(Saved entries)
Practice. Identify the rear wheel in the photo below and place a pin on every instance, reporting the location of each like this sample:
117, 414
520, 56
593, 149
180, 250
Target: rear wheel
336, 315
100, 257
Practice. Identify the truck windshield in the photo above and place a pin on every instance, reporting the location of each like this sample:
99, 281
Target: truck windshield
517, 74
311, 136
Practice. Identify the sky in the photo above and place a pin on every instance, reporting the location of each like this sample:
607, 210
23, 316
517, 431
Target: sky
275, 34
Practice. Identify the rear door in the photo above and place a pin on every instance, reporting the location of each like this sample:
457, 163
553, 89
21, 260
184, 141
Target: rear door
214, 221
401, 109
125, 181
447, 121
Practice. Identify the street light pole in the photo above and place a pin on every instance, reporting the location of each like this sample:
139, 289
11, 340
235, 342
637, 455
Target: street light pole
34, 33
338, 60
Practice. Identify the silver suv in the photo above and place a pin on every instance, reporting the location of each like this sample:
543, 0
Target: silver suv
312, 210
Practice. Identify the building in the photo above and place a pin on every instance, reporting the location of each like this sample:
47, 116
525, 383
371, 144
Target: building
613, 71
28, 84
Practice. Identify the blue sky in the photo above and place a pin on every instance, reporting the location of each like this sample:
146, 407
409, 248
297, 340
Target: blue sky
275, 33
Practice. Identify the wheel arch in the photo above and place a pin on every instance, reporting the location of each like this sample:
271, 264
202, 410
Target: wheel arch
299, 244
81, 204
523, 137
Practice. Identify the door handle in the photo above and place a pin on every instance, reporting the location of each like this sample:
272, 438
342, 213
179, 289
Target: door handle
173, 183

**What you will do**
Reproduce each of the entries exactly, omitting none.

**Solution to this problem**
Practice. Identify the rear wheel in the photo below and place a pin on every instance, reporting the location of each like this sample:
117, 414
520, 56
593, 149
180, 250
Target: rear wheel
336, 315
100, 257
Practice. Identify the truck windshield in the photo above and place a pin on every instance, reporting the location of each like this sample:
99, 281
Target: truck windshield
517, 74
311, 136
Practice. Identify the sky in the photo above and place a pin on every instance, reporting the location of each like this sample:
607, 210
23, 316
517, 431
Target: sky
275, 34
Practice. Identify the rear door in the photo above and place a pin on every instance, reporting the location of each like this sample:
457, 163
553, 89
21, 260
184, 141
Target: rear door
214, 221
401, 109
125, 181
447, 121
Practice. Identify the street light pole in the photo above and place a pin on every instance, reporting the location of each like this sample:
139, 289
11, 340
235, 342
637, 455
Target: street light pole
34, 33
338, 60
Practice. Identify the silver suv in the photo above and place a pin on every instance, reporting the location of each like this sample:
543, 0
Target: silver suv
312, 210
Practice. Identify the building in the photo above and place a pin on every instance, reporting the location of each like this sample:
47, 116
525, 383
371, 144
Target: building
613, 71
28, 84
Practice. Identify the blue sky in the photo above and place a pin on every instance, reporting the location of each like this sample:
146, 407
409, 248
297, 340
Target: blue sky
275, 33
Practice. Identify the wheel arch in the photo above and place a pin on every instance, reporting the location of each like this sample:
271, 264
202, 410
Target: wheel arch
299, 244
81, 204
523, 137
Practice. Identify the door handle in the photo above and place a pin on every instance, reporting the location of each like this sample:
272, 438
342, 213
179, 289
Target: door handle
173, 183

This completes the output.